BEGIN DATA ENTRIES

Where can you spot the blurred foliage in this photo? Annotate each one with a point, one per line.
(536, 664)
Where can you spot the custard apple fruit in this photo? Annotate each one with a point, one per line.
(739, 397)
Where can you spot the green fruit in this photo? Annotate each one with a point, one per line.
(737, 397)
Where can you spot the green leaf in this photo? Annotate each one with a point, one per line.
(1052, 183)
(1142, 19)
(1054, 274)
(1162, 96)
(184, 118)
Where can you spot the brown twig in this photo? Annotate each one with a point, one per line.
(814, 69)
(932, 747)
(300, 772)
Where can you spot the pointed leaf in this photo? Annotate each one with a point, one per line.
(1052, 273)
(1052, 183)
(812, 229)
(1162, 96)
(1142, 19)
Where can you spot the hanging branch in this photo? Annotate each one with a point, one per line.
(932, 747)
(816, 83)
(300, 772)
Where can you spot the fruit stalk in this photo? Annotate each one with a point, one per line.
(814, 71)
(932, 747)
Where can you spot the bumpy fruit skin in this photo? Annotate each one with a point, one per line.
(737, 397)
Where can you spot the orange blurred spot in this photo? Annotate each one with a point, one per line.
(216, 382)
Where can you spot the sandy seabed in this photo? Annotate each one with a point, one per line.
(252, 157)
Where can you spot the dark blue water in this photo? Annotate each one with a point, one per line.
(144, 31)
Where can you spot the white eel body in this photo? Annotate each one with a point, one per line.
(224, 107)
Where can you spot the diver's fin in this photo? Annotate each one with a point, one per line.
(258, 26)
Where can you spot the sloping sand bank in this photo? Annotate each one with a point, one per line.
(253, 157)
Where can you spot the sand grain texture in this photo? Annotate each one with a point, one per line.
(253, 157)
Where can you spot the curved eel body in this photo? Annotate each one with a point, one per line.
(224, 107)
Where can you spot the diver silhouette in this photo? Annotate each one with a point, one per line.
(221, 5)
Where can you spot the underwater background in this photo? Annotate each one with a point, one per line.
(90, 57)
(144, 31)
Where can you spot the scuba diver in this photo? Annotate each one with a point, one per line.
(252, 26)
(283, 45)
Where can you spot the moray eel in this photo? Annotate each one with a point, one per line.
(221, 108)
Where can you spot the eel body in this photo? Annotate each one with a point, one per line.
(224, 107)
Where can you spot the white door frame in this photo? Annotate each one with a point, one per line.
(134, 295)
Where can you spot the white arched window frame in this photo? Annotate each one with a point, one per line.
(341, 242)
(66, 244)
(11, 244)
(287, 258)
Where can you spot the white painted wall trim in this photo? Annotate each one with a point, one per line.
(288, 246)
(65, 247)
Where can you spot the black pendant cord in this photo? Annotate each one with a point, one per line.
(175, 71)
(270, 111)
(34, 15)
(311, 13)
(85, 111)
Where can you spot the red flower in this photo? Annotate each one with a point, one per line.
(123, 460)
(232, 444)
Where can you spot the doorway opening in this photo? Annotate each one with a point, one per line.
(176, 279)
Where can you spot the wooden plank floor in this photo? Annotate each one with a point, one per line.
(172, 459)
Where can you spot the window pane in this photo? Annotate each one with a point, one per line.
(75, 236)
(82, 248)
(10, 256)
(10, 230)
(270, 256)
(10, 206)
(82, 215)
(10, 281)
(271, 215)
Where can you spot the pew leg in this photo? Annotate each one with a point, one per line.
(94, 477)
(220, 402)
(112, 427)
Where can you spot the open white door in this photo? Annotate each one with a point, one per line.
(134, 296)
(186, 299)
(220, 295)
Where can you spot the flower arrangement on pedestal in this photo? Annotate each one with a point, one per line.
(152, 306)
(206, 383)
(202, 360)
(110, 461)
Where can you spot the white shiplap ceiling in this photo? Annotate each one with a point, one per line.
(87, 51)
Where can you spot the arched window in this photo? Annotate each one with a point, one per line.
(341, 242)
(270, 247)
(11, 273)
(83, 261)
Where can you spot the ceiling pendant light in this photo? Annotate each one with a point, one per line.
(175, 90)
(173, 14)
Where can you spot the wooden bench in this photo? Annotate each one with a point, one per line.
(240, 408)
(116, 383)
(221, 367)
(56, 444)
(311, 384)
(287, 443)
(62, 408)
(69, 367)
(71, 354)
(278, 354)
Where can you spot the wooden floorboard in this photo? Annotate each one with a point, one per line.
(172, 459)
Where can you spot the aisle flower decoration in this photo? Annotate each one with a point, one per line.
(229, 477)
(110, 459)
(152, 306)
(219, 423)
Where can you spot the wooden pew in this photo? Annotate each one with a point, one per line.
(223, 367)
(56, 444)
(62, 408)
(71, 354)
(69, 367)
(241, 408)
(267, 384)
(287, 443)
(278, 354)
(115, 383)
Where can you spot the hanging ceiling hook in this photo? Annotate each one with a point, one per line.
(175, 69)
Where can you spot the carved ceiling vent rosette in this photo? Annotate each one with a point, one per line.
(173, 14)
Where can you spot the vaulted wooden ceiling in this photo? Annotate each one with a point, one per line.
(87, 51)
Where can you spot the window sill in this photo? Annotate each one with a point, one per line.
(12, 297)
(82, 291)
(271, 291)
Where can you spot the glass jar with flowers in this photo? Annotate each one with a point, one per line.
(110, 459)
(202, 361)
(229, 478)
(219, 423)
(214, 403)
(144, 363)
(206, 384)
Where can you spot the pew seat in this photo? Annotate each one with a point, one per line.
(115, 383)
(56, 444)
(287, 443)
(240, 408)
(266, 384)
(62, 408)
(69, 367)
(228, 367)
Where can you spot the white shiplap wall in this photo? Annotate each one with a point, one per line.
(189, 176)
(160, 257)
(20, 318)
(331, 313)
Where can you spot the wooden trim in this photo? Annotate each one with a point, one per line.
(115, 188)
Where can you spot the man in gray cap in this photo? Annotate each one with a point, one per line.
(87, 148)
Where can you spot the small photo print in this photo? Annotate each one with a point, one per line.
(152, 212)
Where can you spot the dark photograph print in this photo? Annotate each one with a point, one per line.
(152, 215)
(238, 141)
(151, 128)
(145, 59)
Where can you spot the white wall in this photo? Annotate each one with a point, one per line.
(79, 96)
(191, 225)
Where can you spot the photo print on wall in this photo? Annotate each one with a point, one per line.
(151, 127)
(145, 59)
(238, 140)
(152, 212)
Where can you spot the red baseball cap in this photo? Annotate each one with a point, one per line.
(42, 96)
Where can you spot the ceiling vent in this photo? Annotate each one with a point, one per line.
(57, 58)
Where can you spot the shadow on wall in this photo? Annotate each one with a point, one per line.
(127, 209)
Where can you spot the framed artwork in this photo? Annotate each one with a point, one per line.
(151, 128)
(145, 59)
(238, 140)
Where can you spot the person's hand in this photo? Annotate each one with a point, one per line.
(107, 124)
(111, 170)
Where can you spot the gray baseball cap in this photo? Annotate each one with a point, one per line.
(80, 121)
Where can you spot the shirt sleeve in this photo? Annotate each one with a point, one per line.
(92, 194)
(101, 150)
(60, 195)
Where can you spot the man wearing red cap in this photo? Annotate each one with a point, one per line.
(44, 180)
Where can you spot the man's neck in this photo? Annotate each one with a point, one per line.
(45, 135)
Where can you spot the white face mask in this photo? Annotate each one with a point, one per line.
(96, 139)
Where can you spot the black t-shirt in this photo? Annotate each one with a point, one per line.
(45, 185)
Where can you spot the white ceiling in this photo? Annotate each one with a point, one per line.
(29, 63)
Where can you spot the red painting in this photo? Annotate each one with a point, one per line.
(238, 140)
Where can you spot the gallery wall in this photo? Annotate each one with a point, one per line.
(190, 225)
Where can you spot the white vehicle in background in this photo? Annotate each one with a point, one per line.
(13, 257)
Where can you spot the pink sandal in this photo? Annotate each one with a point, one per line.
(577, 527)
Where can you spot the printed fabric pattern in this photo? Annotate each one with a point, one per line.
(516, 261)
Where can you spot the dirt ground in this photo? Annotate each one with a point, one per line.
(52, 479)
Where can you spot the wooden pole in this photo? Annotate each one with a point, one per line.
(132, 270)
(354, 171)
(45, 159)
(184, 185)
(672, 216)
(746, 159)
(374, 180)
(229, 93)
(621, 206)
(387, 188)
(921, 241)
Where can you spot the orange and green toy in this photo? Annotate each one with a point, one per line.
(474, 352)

END DATA ENTRIES

● EXERCISE TASK
Rescale everything from the line containing "Where can you spot the orange and" down to the end of the data, and write those lines out again with the requests included. Multiply each coordinate in the answers by 0.35 and round to whole numbers, with halves rounded up.

● RESPONSE TO THE EXERCISE
Where can you spot the orange and green toy in this photo? Annotate each one with a point, one per line.
(166, 123)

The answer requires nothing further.